Please copy out every one of the entries below word for word, keeping each line unchanged and in its original order.

▶ Entries provided
****************************************
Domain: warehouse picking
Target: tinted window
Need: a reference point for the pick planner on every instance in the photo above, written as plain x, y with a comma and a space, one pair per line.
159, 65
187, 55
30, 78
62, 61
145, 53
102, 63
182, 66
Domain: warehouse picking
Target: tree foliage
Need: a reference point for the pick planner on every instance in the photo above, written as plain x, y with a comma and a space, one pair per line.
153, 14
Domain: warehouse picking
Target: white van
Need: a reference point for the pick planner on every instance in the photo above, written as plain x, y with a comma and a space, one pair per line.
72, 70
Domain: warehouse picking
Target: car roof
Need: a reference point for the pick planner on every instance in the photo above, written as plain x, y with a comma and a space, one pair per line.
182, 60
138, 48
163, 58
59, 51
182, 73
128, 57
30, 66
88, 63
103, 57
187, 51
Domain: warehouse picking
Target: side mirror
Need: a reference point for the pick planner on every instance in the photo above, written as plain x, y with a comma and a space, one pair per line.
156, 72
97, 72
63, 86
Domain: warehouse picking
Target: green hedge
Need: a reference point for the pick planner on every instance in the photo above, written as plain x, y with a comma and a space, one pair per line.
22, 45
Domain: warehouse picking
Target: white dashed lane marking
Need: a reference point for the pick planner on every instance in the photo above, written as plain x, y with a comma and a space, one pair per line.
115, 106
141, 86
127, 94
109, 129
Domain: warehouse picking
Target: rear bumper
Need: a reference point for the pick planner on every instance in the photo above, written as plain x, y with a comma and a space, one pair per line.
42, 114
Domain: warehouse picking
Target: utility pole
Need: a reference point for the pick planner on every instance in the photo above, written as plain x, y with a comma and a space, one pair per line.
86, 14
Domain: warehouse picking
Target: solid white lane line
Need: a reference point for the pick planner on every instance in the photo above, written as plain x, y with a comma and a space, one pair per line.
****************************************
▶ Answer to this exercise
Domain: warehouse picking
Target: tinted window
Need: a reference point for the pick planner on every instance in the photo above, written as plain x, y with a comma and a space, one pair per line.
159, 65
187, 55
30, 78
62, 61
145, 53
102, 63
182, 66
Domain: warehouse picking
Target: tree foliage
Need: a reference point for the pick planner on every instance in the photo above, written as plain x, y with a comma and a space, one pair per line.
153, 14
Domain: warehouse picking
Target: white van
Need: a reference point for the pick planner on every instance in the photo above, written as plain x, y with a comma and a space, one pair per line.
72, 70
Domain: warehouse picking
Target: car roof
Need: a reference point for the pick planner on every instance in the photo above, written as plain x, y with a comma and a space, one pair per line.
182, 60
138, 48
163, 58
59, 51
182, 73
128, 57
30, 66
88, 63
103, 57
187, 51
Domain: warehouse picking
Target: side mirror
Need: a reference point for the pick planner on every instance in the photo above, written as plain x, y with a comma and a space, one pair per line.
156, 72
97, 72
63, 86
Domain: warehouse picking
Target: green hedge
Need: a reference point for the pick planner on every instance in the photo above, written as plain x, y with a comma and a space, one pair per line.
22, 45
Domain: warehouse picking
Target: white dashed lane marking
Need: a reference point for the pick planner on every instance in the photo above, written as plain x, y with a comma and a space, one pair per line.
115, 106
141, 86
127, 94
109, 129
Domain: warehouse picking
Target: rear bumper
Need: a reference point for the pick planner on every instance in the photo above, written as plain x, y with a comma and a space, one pair per line.
42, 114
Domain: warehouse picking
Target: utility pole
Need: a reference point for the pick planner on every instance in the photo above, written as plain x, y with a comma and a space, one pair per line.
86, 14
Domain: warehouse picking
Target: solid white lane line
Need: a reference point for the pick planner on every instance in the photo above, written as plain x, y with a comma and a space, one pair per line.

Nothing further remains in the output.